• [EJERCICIO 1]
Selecciona en los registros cada línea que contenga la palabra "window" y cópiala.

• [FRAGMENTO DEL TEXTO]

Ahora, como moderadores no tenemos poder alguno sobre las transacciones privadas que se realizan gracias al foro, nuestro máximo poder sería impedir al usuario usar el foro, cosa que no arregla nada, e intentar ponernos en contacto con él tendría el mismo efecto que si lo hicieras tu, ya que no tenemos un poder "real". Hacemos lo que está en nuestra mano para atajar estos problemas (con normas como la de lo 50 mensajes), pero una vez se producen, no hay nada que hacer por nuestra parte, porque tampoco hay nada que no permita hacer más. Espero lo entiendas.

----------


## cholo

Hola, Ravenous.

Cierto es, que es triste lo que me ha sucedido con SERXU, aunque el calificativo que le daría sería de LAMENTABLE.  el comportamiento de este"personaje". Cobró creo recordar que 20 Euros, y NO ENVIÓ NADA. Por eso insisto cuando digo CUIDADO CON ESTE MIEMBRO.
Te envío un mensaje privado con mayor detalle.

----------


## serxu

Bueno, siento que haya habido tanto lío. Ya me he comunicado tanto con Cholo como con Ferrymagic para decirles que he devuelto el dinero que adeudaba, y como no, para explicarles el motivo de mi ausencia.

Entiendo que, como es lógico, nadie mas compre, así que una vez se confirme que Cholo y Ferrymagic han recibido su dinero correctamente, ruego den por cerrado el mensaje.

----------


## Ravenous

Cierro el tema, pues.

----------

• [MATERIAL A PROCESAR]
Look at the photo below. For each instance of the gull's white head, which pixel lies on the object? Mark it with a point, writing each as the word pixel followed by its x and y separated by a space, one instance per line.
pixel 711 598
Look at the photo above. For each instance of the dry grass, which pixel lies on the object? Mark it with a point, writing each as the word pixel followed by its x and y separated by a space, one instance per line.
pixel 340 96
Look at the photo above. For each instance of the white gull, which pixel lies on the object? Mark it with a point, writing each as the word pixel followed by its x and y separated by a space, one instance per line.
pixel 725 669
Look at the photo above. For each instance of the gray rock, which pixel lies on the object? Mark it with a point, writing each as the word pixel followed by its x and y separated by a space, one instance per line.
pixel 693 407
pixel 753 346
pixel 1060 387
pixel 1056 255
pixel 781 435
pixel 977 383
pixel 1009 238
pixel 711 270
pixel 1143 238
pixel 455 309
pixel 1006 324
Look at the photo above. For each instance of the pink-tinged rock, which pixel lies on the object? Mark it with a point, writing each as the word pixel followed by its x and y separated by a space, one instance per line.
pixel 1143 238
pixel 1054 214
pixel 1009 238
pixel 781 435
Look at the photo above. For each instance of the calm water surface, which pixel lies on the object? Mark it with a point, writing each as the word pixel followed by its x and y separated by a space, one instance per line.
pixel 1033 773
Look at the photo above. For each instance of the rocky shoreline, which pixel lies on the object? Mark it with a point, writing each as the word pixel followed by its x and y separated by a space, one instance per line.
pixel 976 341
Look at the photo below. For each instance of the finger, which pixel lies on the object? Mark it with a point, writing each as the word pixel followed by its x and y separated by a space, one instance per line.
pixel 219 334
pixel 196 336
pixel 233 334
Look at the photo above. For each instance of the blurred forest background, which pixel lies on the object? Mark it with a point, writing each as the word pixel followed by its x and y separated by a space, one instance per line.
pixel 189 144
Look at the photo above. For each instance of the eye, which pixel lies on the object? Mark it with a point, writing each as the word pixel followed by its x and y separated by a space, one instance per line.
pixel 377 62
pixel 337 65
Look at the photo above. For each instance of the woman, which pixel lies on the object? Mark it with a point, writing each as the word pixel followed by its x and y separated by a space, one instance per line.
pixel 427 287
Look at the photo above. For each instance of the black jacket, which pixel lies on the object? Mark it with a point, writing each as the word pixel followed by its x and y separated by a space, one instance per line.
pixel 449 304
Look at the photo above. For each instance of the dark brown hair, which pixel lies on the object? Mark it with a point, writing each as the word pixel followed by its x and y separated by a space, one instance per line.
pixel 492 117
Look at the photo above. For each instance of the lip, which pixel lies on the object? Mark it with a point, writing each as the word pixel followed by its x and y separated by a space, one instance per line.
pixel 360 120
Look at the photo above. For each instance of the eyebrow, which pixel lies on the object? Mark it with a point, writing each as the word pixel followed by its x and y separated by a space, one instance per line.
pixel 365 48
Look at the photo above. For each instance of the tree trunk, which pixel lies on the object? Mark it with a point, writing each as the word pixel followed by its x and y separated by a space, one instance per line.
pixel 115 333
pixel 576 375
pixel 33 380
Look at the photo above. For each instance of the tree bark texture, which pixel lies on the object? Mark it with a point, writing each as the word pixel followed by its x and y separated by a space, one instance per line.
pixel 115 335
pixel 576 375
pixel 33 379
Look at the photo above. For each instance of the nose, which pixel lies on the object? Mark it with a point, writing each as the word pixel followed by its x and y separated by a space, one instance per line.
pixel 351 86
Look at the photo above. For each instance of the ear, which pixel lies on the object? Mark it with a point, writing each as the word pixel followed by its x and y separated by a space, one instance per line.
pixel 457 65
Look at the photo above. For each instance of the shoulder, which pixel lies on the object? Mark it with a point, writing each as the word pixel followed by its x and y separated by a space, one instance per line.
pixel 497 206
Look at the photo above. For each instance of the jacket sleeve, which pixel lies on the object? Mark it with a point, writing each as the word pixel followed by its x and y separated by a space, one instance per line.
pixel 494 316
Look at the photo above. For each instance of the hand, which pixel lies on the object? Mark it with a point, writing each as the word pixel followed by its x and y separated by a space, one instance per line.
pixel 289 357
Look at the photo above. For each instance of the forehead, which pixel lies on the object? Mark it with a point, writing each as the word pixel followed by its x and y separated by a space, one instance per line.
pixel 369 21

==

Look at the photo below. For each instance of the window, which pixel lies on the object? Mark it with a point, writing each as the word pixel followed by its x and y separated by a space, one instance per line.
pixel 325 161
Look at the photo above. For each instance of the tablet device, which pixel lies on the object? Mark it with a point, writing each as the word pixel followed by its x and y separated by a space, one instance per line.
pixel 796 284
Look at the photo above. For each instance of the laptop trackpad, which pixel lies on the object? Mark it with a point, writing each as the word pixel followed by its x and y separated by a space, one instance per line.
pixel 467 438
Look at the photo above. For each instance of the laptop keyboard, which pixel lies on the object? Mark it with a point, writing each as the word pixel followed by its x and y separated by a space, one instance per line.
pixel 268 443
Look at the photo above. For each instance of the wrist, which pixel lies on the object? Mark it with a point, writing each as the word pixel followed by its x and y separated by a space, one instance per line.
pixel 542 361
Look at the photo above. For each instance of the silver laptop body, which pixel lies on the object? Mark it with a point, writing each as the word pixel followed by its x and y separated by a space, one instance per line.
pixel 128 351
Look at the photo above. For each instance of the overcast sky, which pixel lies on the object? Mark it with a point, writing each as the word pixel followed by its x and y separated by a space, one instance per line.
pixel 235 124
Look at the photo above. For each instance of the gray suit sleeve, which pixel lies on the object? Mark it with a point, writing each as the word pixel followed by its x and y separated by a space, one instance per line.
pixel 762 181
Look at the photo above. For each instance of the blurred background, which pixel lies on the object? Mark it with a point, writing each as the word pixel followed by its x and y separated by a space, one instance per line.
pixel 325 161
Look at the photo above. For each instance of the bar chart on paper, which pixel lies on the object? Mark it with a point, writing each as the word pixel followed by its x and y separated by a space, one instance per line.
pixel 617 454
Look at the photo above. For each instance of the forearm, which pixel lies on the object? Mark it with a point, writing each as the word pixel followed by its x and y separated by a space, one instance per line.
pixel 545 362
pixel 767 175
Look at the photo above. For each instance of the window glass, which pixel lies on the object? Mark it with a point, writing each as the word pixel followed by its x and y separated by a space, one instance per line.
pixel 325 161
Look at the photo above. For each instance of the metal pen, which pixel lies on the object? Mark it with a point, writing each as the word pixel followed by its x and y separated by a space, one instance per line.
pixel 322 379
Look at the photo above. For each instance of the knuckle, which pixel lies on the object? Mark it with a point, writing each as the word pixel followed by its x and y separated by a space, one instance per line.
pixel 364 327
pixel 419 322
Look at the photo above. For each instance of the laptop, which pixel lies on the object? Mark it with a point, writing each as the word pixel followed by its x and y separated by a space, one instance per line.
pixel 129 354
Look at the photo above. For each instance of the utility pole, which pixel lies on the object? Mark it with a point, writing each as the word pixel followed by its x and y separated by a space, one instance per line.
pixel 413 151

• [EJERCICIO 2]
Responde brevemente estas preguntas sobre el hilo del foro:
(a) Según el primer párrafo, ¿cuál sería el máximo poder de los moderadores?
(b) ¿Cuánto cree recordar cholo que cobró SERXU?
(c) ¿Con quiénes dice serxu que ya se ha comunicado?

• [SOLUCIÓN DEL EJERCICIO 1]
Look at the photo below. For each instance of the window, which pixel lies on the object? Mark it with a point, writing each as the word pixel followed by its x and y separated by a space, one instance per line.
Look at the photo above. For each instance of the window glass, which pixel lies on the object? Mark it with a point, writing each as the word pixel followed by its x and y separated by a space, one instance per line.

• [SOLUCIÓN DEL EJERCICIO 2]
(a) Impedir al usuario usar el foro.
(b) 20 euros.
(c) Con Cholo y con Ferrymagic.